[WORK TO DO]
(1) Answer these questions using the passage on The Blues Kitchen below:
(a) On which road is the Shoreditch venue located?
(b) What award did The Columbo Group receive, and from which awards program?
(c) Who presents the episodes on the YouTube and podcast channels?
(2) From the passage on The Blues Kitchen below, output everything from "All of The Blues" down to "Jim Jones Revue.".

[PASSAGE TO READ]

☆ ☆ ☆ ☆

The Blues Kitchen is a BBQ restaurant & live music venue specialising in rare and vintage bourbon. The restaurant currently operates at three sites in London; on Camden High Street near Camden Town Station, on Curtain Road near Old Street Station in Shoreditch and on Acre Lane near Brixton Station. A forth venue is expected to open on Quay Street in Manchester in early 2021.

History 

The Blues Kitchen was founded by The Columbo Group's directors Steve Ball and Riz Shaikh, both of whom were voted in the "Top 1000 Most Influential" list by the Evening Standard in 2014 and 2015 in Camden in October 2009.

The Columbo Group also own London venues The Old Queen's Head, XOYO, The Jazz Café, The Camden Assembly and Phonox, and was awarded with the Best Late Night Operator 2015 award by The Morning Advertiser's Publican Awards.

Music and influences 

The team behind The Blues Kitchen venues spent many months exploring the Deep South of the United States. Visiting Texas, Tennessee, Alabama, New Orleans, Mississippi, Arkansas and Kentucky, they met and spent time with numerous chefs, Juke joint owners & musicians.

All of The Blues Kitchen venues serve Southern, pit style, slow smoked barbecue, burgers and chicken wings.

The music programme hosts new and established Blues, rock & roll, soul, and Americana artists nightly.

Previous shows have included performances from Seasick Steve, Gary Clark Jr, Martha Reeves & The Vandellas, Mud Morganfield, The Libertines, Kitty, Daisy & Lewis, Huey Morgan, Andrew Weatherall, Mystery Jets, and The Jim Jones Revue.

The Blues Kitchen also hosts weekly live sessions and interviews on their YouTube & Podcast channels. Episodes are presented by The Blues Kitchen's Creative Director Liam Hart and his lifelong friend Gareth Ragg.

☆ ☆ ☆ ☆

[EXCERPTED DATA]
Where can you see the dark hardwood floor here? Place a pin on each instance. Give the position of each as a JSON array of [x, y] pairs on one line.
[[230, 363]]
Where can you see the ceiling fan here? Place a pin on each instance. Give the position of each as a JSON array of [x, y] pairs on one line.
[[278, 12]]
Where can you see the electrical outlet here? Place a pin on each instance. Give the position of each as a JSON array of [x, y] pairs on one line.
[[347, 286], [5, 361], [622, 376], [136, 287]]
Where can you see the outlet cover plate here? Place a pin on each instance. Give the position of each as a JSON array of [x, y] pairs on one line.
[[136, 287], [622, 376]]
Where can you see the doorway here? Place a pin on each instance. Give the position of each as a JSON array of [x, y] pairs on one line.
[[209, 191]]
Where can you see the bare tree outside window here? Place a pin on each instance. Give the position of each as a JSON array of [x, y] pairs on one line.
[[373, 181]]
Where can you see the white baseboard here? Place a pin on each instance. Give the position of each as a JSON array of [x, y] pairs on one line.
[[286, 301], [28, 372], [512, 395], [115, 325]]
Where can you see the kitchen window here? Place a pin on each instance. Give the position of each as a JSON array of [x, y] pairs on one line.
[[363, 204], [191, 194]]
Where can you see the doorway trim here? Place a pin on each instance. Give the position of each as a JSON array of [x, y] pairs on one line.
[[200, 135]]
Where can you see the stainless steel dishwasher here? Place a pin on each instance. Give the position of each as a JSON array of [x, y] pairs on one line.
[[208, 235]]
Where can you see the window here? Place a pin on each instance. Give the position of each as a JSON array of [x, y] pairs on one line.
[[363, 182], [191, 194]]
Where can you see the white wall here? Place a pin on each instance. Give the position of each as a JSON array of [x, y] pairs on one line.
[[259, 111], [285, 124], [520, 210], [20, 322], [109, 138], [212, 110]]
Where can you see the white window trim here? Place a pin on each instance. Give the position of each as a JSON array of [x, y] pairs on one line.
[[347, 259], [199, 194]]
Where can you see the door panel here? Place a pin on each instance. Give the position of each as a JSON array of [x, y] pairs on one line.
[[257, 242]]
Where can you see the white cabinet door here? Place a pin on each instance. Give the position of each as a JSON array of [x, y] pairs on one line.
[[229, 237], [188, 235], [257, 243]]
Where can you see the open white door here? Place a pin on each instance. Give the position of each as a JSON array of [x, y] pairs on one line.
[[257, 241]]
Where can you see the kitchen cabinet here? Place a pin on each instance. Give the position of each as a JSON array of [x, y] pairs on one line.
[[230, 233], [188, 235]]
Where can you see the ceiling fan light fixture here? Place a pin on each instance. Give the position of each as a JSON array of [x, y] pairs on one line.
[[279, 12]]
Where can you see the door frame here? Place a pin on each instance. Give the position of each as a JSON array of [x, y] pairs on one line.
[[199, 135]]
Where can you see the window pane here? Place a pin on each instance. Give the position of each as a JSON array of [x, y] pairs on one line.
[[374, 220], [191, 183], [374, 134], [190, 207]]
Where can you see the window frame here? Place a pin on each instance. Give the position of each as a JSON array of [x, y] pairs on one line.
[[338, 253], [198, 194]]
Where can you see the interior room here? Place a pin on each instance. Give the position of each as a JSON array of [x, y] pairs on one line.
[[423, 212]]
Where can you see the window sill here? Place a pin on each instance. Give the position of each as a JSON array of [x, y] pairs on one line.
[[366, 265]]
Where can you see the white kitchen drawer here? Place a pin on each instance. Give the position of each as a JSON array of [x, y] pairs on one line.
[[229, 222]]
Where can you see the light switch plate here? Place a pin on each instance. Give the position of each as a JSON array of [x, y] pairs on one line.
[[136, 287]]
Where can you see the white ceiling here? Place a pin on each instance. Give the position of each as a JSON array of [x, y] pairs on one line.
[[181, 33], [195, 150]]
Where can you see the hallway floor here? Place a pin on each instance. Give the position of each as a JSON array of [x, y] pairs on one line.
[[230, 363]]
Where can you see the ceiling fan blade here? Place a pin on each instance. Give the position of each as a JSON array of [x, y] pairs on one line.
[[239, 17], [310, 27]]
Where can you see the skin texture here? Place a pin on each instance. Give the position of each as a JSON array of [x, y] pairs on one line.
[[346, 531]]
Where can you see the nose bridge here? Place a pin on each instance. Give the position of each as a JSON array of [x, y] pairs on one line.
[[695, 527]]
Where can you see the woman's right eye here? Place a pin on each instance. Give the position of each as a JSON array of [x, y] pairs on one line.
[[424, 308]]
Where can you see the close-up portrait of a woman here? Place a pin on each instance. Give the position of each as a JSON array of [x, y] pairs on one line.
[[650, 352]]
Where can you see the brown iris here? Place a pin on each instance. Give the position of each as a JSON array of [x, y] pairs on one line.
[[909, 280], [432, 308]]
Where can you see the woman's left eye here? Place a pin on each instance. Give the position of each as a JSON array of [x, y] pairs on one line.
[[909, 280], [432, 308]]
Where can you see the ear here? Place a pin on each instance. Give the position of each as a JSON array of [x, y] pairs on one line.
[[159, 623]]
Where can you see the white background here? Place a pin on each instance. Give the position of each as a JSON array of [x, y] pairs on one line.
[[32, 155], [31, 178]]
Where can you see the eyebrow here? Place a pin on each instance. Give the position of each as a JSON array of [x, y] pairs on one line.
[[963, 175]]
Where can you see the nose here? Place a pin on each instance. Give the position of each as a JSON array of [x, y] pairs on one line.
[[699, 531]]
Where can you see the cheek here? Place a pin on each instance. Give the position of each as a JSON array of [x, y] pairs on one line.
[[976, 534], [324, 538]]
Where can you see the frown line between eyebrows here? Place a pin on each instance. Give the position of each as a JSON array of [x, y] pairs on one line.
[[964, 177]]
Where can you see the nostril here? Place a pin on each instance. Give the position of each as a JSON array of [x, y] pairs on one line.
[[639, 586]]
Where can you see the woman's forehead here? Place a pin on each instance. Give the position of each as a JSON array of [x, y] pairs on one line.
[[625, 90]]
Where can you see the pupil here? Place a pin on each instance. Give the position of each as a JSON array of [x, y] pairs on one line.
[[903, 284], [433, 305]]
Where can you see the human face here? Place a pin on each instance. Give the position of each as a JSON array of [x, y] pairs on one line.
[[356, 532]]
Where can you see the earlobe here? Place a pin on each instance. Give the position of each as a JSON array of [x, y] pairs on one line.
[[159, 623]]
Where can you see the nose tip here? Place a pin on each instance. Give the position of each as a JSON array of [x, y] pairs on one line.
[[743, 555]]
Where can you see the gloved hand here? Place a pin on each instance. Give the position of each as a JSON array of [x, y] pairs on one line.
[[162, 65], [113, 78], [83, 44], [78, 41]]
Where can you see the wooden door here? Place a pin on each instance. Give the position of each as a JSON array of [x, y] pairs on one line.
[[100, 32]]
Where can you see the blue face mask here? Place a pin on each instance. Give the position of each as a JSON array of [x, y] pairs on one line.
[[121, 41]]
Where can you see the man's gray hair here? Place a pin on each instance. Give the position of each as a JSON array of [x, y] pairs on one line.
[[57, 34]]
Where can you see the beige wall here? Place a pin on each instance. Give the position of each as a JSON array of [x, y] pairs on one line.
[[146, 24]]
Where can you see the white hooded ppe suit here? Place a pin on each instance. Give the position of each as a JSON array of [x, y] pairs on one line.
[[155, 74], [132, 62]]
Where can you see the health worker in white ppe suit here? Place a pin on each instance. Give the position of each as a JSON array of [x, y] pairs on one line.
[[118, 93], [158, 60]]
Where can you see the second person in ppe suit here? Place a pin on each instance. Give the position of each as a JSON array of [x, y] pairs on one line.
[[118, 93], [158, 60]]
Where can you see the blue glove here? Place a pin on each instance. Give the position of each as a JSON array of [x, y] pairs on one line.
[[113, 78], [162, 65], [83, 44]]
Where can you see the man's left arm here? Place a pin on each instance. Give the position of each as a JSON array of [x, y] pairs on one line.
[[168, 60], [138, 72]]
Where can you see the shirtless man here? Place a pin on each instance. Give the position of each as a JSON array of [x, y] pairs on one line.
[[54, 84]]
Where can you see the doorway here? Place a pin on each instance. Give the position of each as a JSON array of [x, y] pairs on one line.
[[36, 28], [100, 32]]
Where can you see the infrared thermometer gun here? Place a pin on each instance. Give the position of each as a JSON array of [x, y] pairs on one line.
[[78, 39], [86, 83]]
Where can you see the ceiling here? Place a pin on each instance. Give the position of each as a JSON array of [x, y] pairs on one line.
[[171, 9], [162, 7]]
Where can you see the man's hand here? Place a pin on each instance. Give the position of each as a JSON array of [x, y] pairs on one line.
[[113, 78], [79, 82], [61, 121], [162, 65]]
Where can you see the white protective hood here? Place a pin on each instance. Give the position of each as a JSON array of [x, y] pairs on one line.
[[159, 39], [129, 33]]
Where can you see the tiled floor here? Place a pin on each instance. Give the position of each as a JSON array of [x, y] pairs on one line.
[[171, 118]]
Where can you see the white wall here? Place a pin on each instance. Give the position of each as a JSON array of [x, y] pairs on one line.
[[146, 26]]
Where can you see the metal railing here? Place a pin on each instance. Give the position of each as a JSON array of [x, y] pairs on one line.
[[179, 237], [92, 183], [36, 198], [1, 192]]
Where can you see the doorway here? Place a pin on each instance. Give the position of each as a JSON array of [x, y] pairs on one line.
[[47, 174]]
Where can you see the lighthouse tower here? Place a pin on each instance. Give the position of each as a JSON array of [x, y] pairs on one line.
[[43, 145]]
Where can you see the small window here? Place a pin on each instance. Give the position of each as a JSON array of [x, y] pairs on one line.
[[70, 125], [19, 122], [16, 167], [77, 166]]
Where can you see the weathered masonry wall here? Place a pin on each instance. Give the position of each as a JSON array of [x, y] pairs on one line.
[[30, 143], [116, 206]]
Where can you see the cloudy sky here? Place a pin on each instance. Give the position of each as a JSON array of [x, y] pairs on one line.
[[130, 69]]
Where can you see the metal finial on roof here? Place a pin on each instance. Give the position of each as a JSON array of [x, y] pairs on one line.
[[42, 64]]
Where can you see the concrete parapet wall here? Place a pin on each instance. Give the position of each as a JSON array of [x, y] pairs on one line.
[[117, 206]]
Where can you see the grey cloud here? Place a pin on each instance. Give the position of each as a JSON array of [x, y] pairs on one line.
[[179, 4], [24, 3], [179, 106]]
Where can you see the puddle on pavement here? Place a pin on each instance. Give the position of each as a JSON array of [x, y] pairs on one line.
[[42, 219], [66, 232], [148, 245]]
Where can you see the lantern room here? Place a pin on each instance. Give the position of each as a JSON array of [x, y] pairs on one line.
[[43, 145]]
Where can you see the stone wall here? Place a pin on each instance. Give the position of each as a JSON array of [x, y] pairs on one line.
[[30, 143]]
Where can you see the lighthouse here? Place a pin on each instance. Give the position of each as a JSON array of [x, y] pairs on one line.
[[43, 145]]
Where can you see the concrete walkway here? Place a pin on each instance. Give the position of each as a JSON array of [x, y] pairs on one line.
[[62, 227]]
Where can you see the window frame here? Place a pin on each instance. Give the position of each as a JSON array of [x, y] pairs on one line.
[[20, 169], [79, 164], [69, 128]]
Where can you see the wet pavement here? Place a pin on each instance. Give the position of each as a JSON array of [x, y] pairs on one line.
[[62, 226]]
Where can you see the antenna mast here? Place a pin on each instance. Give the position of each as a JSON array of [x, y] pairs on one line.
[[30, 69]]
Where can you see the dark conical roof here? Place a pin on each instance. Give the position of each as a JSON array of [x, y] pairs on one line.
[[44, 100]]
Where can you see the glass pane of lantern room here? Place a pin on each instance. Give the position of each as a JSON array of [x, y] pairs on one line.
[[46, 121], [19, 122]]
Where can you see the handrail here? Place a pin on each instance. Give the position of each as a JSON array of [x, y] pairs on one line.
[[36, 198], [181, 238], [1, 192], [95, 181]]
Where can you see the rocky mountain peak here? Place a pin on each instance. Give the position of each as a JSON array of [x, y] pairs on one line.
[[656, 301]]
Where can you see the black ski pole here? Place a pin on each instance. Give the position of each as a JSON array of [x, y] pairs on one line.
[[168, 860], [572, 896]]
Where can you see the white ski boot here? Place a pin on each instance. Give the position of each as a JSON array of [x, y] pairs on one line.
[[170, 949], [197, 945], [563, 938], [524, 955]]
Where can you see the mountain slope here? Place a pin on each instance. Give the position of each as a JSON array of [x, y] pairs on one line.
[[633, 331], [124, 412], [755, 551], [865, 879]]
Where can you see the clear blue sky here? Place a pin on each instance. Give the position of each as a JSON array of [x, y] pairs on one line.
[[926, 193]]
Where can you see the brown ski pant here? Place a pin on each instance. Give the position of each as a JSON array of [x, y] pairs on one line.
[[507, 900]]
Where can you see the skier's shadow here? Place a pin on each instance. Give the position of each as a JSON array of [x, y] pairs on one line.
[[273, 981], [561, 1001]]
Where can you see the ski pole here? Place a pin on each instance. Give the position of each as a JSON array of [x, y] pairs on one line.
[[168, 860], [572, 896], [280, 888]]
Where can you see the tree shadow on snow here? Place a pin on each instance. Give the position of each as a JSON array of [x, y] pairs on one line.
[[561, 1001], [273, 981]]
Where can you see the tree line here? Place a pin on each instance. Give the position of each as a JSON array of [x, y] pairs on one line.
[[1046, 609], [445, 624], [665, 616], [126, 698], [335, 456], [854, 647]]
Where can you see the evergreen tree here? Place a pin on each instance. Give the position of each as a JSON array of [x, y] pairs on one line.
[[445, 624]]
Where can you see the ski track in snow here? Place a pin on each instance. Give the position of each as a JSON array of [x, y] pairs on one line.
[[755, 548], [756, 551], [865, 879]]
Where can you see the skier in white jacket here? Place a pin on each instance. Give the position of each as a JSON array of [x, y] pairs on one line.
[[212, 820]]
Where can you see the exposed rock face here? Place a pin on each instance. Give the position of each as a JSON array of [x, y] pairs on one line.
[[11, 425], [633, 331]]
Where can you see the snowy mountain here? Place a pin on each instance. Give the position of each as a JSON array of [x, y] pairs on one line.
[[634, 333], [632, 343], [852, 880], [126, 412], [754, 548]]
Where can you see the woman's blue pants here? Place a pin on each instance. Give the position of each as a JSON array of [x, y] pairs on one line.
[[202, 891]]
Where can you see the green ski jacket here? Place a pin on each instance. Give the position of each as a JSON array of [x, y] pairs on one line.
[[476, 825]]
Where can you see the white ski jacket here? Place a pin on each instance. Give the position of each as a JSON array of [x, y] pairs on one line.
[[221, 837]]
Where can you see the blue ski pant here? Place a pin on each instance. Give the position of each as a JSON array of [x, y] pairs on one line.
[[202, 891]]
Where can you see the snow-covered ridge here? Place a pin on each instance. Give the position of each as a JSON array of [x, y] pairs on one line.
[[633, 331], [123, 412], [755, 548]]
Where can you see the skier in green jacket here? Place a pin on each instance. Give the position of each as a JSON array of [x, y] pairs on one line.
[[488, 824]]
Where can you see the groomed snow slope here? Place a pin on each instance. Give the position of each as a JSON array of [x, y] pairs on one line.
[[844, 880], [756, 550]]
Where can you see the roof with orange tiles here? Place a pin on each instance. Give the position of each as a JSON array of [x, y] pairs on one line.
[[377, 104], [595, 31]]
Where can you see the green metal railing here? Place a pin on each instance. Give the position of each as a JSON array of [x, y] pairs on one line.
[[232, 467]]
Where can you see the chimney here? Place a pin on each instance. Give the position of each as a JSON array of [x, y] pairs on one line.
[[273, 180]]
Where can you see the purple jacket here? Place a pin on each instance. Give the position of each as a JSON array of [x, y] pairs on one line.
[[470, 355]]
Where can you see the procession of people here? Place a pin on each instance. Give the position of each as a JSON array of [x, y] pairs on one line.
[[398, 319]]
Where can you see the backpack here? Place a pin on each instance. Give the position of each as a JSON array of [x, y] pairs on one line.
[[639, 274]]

☆ ☆ ☆ ☆

[PER-TASK ANSWERS]
(1)
(a) Curtain Road, near Old Street Station.
(b) The Best Late Night Operator 2015 award, from The Morning Advertiser's Publican Awards.
(c) Creative Director Liam Hart and his lifelong friend Gareth Ragg.

(2)
All of The Blues Kitchen venues serve Southern, pit style, slow smoked barbecue, burgers and chicken wings.

The music programme hosts new and established Blues, rock & roll, soul, and Americana artists nightly.

Previous shows have included performances from Seasick Steve, Gary Clark Jr, Martha Reeves & The Vandellas, Mud Morganfield, The Libertines, Kitty, Daisy & Lewis, Huey Morgan, Andrew Weatherall, Mystery Jets, and The Jim Jones Revue.